Put the lines of the material below, from the line containing "ceiling fan blade" up to and including the line containing "[[336, 318]]", into a JSON list of strings with one string per line and no blank lines. Include only those lines.

____ The input

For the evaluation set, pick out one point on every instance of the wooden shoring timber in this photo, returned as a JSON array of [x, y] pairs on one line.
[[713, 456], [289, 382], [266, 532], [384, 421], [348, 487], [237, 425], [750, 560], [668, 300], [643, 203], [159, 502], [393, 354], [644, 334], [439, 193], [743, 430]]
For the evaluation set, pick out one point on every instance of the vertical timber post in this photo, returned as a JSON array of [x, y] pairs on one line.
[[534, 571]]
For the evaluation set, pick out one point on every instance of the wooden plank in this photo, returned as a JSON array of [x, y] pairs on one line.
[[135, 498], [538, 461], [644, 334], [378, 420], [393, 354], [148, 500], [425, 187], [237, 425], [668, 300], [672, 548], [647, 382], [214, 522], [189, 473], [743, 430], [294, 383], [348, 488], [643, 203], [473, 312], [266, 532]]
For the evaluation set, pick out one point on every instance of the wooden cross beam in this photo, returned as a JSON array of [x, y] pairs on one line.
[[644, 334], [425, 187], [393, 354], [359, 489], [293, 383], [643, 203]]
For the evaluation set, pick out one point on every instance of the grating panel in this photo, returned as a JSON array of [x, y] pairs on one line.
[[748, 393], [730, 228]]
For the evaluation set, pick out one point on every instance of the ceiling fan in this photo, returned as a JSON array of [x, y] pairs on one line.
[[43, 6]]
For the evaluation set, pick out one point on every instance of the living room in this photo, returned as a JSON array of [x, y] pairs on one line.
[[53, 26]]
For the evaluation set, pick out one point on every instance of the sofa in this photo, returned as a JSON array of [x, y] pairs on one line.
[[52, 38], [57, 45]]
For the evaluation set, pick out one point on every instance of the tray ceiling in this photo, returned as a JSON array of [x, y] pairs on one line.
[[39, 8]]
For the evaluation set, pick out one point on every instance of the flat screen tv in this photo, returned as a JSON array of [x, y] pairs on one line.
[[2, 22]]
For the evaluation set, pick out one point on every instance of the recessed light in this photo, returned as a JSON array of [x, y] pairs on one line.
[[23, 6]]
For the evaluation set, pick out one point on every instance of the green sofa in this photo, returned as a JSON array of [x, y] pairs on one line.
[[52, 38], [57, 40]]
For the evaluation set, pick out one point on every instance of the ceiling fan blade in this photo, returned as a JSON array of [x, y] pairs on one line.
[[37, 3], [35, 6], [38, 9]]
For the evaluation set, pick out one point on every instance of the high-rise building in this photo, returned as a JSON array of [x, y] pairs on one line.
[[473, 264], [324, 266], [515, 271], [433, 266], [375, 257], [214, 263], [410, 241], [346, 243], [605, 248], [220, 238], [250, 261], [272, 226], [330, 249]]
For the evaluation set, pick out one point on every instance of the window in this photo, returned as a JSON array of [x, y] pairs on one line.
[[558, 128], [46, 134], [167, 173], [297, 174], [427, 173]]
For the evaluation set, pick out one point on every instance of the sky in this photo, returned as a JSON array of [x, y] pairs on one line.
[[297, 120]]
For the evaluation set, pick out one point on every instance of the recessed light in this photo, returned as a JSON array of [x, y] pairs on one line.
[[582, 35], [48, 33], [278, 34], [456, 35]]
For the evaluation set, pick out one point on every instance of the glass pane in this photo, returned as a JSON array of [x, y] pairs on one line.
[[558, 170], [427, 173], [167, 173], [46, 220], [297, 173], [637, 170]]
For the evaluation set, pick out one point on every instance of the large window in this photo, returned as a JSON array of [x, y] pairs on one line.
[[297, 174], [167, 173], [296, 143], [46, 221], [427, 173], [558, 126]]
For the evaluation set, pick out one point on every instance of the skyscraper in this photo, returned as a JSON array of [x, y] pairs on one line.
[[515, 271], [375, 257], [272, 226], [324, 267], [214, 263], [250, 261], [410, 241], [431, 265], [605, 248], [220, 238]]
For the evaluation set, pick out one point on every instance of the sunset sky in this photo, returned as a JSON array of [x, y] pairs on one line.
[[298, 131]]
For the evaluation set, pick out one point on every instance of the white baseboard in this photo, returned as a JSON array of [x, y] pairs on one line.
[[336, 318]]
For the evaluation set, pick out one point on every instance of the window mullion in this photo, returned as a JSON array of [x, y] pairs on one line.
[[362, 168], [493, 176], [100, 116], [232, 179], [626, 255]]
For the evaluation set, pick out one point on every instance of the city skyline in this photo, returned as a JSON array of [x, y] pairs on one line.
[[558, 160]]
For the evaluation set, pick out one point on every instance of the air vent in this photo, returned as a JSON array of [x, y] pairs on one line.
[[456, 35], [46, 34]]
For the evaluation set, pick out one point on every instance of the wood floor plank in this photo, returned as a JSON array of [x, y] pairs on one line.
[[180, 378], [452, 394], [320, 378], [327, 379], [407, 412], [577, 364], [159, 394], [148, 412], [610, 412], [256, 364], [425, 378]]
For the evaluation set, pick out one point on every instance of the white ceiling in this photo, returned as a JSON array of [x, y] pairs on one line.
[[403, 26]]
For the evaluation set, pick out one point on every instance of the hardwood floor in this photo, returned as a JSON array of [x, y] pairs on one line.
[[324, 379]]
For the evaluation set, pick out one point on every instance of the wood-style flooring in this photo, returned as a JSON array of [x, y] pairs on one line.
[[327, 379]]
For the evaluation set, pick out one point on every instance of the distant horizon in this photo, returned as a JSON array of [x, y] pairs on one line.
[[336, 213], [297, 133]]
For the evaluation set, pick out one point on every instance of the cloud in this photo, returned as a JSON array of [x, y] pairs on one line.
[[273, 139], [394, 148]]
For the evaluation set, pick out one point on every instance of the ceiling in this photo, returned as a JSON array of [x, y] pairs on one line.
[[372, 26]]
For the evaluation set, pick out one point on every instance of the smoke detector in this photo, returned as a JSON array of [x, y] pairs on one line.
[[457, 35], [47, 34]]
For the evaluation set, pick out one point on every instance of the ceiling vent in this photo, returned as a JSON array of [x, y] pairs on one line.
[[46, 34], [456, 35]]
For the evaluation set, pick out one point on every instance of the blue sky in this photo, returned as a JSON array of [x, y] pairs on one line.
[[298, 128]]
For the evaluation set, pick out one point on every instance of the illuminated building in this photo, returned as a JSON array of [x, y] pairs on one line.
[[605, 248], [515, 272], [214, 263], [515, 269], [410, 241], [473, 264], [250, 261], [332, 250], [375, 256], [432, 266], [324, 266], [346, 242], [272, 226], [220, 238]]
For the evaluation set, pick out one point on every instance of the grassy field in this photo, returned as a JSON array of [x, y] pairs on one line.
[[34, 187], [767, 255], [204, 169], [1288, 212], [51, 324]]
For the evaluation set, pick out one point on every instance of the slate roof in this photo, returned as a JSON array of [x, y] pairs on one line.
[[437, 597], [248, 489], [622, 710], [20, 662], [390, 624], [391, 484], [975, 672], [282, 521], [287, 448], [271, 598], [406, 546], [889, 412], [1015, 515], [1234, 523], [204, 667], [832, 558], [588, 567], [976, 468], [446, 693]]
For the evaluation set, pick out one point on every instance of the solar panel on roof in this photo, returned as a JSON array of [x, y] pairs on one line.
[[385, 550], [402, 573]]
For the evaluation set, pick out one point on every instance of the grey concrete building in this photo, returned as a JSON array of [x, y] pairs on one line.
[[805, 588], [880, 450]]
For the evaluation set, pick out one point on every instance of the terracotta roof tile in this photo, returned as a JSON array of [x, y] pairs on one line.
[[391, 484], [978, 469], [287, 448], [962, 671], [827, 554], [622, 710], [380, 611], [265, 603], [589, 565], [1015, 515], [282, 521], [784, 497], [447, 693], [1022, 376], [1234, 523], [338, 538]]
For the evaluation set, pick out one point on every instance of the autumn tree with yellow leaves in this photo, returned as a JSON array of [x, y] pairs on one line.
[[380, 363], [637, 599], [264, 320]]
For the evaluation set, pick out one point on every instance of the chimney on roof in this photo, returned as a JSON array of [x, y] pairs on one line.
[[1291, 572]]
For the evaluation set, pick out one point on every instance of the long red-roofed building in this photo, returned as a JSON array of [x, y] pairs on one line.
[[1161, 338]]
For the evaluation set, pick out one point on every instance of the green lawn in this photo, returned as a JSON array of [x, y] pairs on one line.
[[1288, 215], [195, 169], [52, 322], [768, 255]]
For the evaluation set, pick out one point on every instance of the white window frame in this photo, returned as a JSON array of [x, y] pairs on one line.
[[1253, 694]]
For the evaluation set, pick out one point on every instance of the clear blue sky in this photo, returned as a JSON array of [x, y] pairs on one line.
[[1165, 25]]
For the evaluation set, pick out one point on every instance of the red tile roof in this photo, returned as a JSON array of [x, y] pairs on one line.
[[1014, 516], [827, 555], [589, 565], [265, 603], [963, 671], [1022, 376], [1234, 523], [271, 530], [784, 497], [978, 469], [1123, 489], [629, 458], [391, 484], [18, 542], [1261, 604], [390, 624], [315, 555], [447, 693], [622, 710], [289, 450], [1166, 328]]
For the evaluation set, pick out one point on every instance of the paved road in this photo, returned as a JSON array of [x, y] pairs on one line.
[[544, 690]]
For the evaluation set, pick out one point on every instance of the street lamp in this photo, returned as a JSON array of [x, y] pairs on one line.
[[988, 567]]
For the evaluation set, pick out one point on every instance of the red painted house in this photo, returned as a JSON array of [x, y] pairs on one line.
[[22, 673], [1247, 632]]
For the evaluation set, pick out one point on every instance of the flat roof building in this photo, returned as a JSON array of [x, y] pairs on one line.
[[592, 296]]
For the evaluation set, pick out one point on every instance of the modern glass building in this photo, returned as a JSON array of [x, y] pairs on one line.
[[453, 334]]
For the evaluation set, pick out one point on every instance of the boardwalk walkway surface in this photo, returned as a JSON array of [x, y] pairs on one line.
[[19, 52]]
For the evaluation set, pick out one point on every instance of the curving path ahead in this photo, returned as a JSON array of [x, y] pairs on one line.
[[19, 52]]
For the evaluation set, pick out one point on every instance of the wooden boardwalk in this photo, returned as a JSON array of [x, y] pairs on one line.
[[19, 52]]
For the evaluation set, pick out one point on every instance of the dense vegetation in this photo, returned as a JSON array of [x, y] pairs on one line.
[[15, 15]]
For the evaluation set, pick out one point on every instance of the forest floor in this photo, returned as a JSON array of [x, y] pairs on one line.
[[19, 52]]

________

• [Finished answer]
[
  "For the evaluation set, pick out one point on every instance of the ceiling fan blade in this photo, returned as a JSON array of [x, y] pairs on one line.",
  "[[37, 3], [35, 6], [38, 9]]",
  "For the evaluation set, pick out one point on every instance of the high-rise building in this photo, returned as a JSON array of [x, y] pairs on one line.",
  "[[473, 264], [324, 266], [515, 271], [433, 266], [375, 257], [214, 263], [410, 241], [346, 243], [605, 248], [220, 238], [250, 261], [272, 226], [330, 249]]",
  "For the evaluation set, pick out one point on every instance of the window in this photo, returned as a JSON array of [x, y] pairs on one line.",
  "[[558, 128], [46, 134], [167, 173], [297, 174], [427, 173]]",
  "For the evaluation set, pick out one point on every instance of the sky in this photo, returned as a JSON array of [x, y] pairs on one line.",
  "[[297, 120]]",
  "For the evaluation set, pick out one point on every instance of the recessed light in this photo, returned as a JSON array of [x, y] pairs on one line.",
  "[[582, 35], [48, 33], [278, 34], [456, 35]]",
  "For the evaluation set, pick out one point on every instance of the glass pane in this photo, returned as a JSON array of [x, y] pairs on one line.",
  "[[558, 170], [427, 173], [167, 173], [46, 220], [297, 173], [637, 170]]",
  "For the evaluation set, pick out one point on every instance of the large window in this photo, returned as a JSON array of [x, y] pairs on one line.",
  "[[297, 174], [167, 173], [296, 143], [46, 221], [427, 173], [558, 126]]",
  "For the evaluation set, pick out one point on every instance of the skyscraper in this photo, returned as a JSON array of [x, y] pairs on one line.",
  "[[515, 271], [375, 257], [272, 226], [324, 267], [214, 263], [250, 261], [410, 241], [431, 265], [605, 248], [220, 238]]",
  "For the evaluation set, pick out one point on every instance of the sunset sky in this photo, returned as a JSON array of [x, y] pairs on one line.",
  "[[298, 131]]",
  "For the evaluation set, pick out one point on every instance of the white baseboard in this photo, returned as a JSON array of [x, y] pairs on one line.",
  "[[336, 318]]"
]